### The task
Copy every row below line for line, with no changes, and leave out the pictures.

### Source material
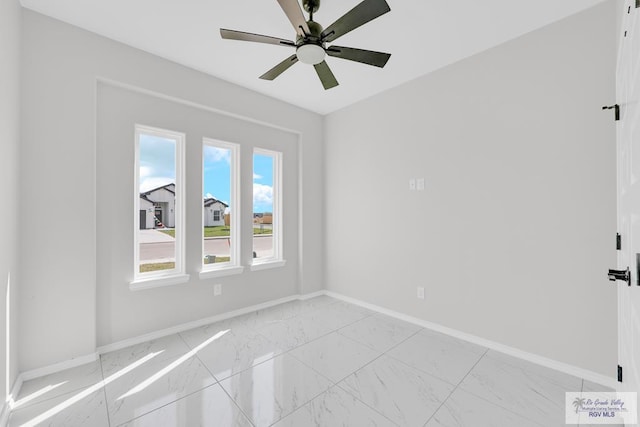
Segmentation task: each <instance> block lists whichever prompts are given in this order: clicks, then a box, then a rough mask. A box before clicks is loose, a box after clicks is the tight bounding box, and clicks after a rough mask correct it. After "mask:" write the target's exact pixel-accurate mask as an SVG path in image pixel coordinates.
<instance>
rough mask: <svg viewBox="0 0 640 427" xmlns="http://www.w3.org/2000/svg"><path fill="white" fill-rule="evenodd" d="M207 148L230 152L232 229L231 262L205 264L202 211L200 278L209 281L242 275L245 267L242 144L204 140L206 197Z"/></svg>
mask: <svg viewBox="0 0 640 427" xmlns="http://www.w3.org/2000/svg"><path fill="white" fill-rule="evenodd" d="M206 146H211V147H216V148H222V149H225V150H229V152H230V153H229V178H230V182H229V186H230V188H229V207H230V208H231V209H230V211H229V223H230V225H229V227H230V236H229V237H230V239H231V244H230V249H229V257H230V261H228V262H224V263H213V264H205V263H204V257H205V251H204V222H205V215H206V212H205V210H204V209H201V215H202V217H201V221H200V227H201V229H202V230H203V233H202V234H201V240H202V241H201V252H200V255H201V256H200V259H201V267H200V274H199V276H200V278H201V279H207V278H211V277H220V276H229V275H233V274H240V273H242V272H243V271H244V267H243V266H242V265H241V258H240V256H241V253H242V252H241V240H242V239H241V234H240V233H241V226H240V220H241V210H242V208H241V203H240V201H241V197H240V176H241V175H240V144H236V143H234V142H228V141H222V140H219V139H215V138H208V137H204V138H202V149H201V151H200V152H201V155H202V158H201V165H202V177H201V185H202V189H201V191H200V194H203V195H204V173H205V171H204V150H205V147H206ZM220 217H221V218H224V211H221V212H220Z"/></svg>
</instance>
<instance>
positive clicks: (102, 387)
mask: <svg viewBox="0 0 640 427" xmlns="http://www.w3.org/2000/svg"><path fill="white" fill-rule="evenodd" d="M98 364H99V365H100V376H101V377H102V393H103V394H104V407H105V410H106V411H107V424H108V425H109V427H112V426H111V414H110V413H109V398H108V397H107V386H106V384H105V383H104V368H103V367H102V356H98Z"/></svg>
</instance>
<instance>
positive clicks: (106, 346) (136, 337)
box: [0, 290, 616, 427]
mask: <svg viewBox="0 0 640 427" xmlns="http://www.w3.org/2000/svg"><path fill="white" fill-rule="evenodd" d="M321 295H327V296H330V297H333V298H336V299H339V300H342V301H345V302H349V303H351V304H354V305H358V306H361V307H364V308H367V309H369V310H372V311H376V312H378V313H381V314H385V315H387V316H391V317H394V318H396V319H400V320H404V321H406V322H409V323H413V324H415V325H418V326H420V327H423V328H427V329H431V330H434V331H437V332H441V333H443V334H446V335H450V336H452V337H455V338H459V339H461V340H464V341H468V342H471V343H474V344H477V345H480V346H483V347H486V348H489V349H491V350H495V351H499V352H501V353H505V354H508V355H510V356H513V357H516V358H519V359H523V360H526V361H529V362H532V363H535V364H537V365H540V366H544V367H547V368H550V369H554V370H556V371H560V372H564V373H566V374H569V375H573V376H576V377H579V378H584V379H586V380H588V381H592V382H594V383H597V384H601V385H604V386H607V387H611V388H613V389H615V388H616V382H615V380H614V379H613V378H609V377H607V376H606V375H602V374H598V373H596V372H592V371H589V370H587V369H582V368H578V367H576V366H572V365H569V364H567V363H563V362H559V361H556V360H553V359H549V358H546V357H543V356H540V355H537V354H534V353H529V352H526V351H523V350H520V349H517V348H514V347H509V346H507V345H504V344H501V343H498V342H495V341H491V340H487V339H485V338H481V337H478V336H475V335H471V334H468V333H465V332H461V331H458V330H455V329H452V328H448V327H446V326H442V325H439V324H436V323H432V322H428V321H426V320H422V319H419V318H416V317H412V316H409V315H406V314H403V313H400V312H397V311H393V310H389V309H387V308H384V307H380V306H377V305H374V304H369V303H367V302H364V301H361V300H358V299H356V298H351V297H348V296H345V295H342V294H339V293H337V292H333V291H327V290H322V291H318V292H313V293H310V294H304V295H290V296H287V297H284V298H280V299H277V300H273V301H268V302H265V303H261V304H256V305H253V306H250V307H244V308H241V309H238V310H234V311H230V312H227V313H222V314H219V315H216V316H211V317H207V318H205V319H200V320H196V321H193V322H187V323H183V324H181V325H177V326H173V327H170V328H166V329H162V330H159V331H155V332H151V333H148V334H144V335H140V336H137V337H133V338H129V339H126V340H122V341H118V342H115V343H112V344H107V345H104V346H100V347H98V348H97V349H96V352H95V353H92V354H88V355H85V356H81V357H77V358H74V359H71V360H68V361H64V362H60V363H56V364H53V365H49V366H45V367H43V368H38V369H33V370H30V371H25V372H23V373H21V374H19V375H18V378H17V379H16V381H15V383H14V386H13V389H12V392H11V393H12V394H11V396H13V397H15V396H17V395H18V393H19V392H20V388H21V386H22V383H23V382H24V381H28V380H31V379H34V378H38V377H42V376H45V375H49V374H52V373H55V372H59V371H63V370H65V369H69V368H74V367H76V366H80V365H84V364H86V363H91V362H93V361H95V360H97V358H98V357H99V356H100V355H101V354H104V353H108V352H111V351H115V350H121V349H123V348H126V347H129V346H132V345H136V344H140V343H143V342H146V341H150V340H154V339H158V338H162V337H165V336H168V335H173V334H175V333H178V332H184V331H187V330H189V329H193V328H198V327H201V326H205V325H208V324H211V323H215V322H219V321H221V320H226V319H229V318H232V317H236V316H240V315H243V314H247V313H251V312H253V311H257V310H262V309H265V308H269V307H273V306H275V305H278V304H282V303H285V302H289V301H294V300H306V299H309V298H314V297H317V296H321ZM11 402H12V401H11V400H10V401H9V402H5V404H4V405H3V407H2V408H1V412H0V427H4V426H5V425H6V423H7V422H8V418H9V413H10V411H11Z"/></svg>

### Written response
Segmentation task: each <instance> block lists whichever prompts are given in this order: clicks, then a box, then a rough mask. A box before clicks is loose, a box after clicks is the tight bounding box, and clicks after a rough mask correct it. After "mask:" write the target's exact pixel-accurate mask as an SVG path in image pixel coordinates.
<instance>
rough mask: <svg viewBox="0 0 640 427" xmlns="http://www.w3.org/2000/svg"><path fill="white" fill-rule="evenodd" d="M207 148L230 152L232 229L231 262L205 264L202 211L200 278L209 281L242 275L245 267L242 144L204 140L206 197Z"/></svg>
mask: <svg viewBox="0 0 640 427" xmlns="http://www.w3.org/2000/svg"><path fill="white" fill-rule="evenodd" d="M206 146H211V147H216V148H222V149H225V150H229V152H230V153H229V178H230V182H229V186H230V188H229V207H230V208H231V209H230V211H229V223H230V225H229V227H230V236H229V237H230V239H231V244H230V249H229V257H230V261H228V262H224V263H213V264H205V263H204V257H205V251H204V222H205V215H206V212H205V210H204V209H201V215H202V217H201V221H200V227H201V229H202V230H203V233H202V234H201V240H202V241H201V252H200V255H201V256H200V259H201V267H200V274H199V276H200V278H201V279H207V278H211V277H220V276H229V275H233V274H240V273H242V272H243V271H244V267H243V266H242V265H241V258H240V256H241V253H242V252H241V240H242V239H241V234H240V233H241V226H240V220H241V210H242V208H241V203H240V201H241V197H240V176H241V175H240V144H236V143H234V142H228V141H222V140H219V139H215V138H208V137H204V138H202V149H201V151H200V152H201V155H202V158H201V165H202V177H201V185H202V189H201V191H200V194H203V195H204V173H205V171H204V150H205V147H206ZM220 217H221V218H224V211H221V212H220Z"/></svg>
</instance>
<instance>
positive clicks: (102, 387)
mask: <svg viewBox="0 0 640 427" xmlns="http://www.w3.org/2000/svg"><path fill="white" fill-rule="evenodd" d="M98 364H99V365H100V376H101V377H102V393H103V394H104V407H105V410H106V411H107V424H108V425H109V427H112V426H111V414H110V413H109V398H108V397H107V386H106V384H105V383H104V368H103V367H102V356H98Z"/></svg>
</instance>
<instance>
positive clicks: (106, 346) (136, 337)
box: [0, 290, 616, 427]
mask: <svg viewBox="0 0 640 427" xmlns="http://www.w3.org/2000/svg"><path fill="white" fill-rule="evenodd" d="M321 295H327V296H330V297H333V298H336V299H339V300H342V301H345V302H349V303H351V304H354V305H358V306H361V307H364V308H367V309H369V310H372V311H376V312H378V313H381V314H385V315H387V316H391V317H394V318H396V319H400V320H404V321H406V322H409V323H413V324H415V325H418V326H420V327H423V328H427V329H431V330H434V331H437V332H441V333H443V334H446V335H450V336H452V337H455V338H459V339H461V340H464V341H468V342H471V343H474V344H477V345H480V346H483V347H486V348H489V349H491V350H495V351H499V352H501V353H505V354H508V355H510V356H513V357H516V358H519V359H523V360H526V361H529V362H532V363H535V364H537V365H540V366H544V367H547V368H550V369H554V370H556V371H560V372H564V373H566V374H569V375H573V376H576V377H579V378H584V379H586V380H588V381H592V382H594V383H597V384H601V385H604V386H607V387H611V388H613V389H615V388H616V382H615V380H614V379H613V378H609V377H607V376H606V375H602V374H598V373H596V372H592V371H589V370H587V369H582V368H578V367H576V366H572V365H569V364H567V363H563V362H559V361H556V360H553V359H549V358H546V357H543V356H540V355H537V354H534V353H529V352H526V351H523V350H520V349H517V348H514V347H509V346H507V345H504V344H501V343H498V342H495V341H491V340H487V339H485V338H481V337H478V336H475V335H471V334H468V333H465V332H461V331H458V330H455V329H452V328H448V327H446V326H442V325H439V324H436V323H432V322H428V321H426V320H422V319H419V318H416V317H412V316H409V315H406V314H403V313H400V312H397V311H393V310H389V309H387V308H384V307H380V306H377V305H374V304H369V303H367V302H364V301H361V300H358V299H356V298H351V297H348V296H345V295H342V294H339V293H337V292H333V291H327V290H322V291H318V292H313V293H310V294H304V295H290V296H287V297H284V298H280V299H277V300H273V301H268V302H265V303H261V304H256V305H253V306H250V307H244V308H241V309H238V310H234V311H230V312H227V313H222V314H219V315H216V316H211V317H207V318H205V319H200V320H196V321H193V322H187V323H183V324H181V325H177V326H173V327H170V328H166V329H162V330H159V331H155V332H151V333H148V334H144V335H140V336H137V337H133V338H129V339H126V340H122V341H118V342H115V343H112V344H107V345H104V346H100V347H98V348H97V349H96V352H95V353H92V354H88V355H85V356H81V357H77V358H74V359H71V360H68V361H64V362H60V363H56V364H53V365H49V366H45V367H43V368H38V369H33V370H30V371H25V372H23V373H21V374H19V375H18V378H17V379H16V381H15V383H14V386H13V389H12V392H11V393H12V394H11V396H13V397H15V396H17V395H18V393H19V392H20V388H21V386H22V383H23V382H24V381H28V380H31V379H34V378H38V377H42V376H45V375H49V374H52V373H55V372H59V371H63V370H65V369H69V368H74V367H76V366H80V365H84V364H86V363H91V362H93V361H95V360H97V358H98V357H99V356H100V355H101V354H104V353H108V352H111V351H115V350H121V349H123V348H126V347H129V346H132V345H136V344H140V343H143V342H146V341H150V340H154V339H158V338H162V337H165V336H168V335H173V334H175V333H178V332H184V331H187V330H189V329H193V328H198V327H201V326H205V325H208V324H211V323H215V322H219V321H221V320H226V319H229V318H232V317H236V316H240V315H243V314H247V313H251V312H253V311H257V310H262V309H265V308H269V307H273V306H275V305H278V304H282V303H285V302H289V301H294V300H306V299H309V298H314V297H317V296H321ZM11 402H12V401H11V400H10V401H9V402H5V404H4V405H3V407H2V408H1V412H0V427H4V426H5V425H6V423H7V422H8V418H9V413H10V411H11Z"/></svg>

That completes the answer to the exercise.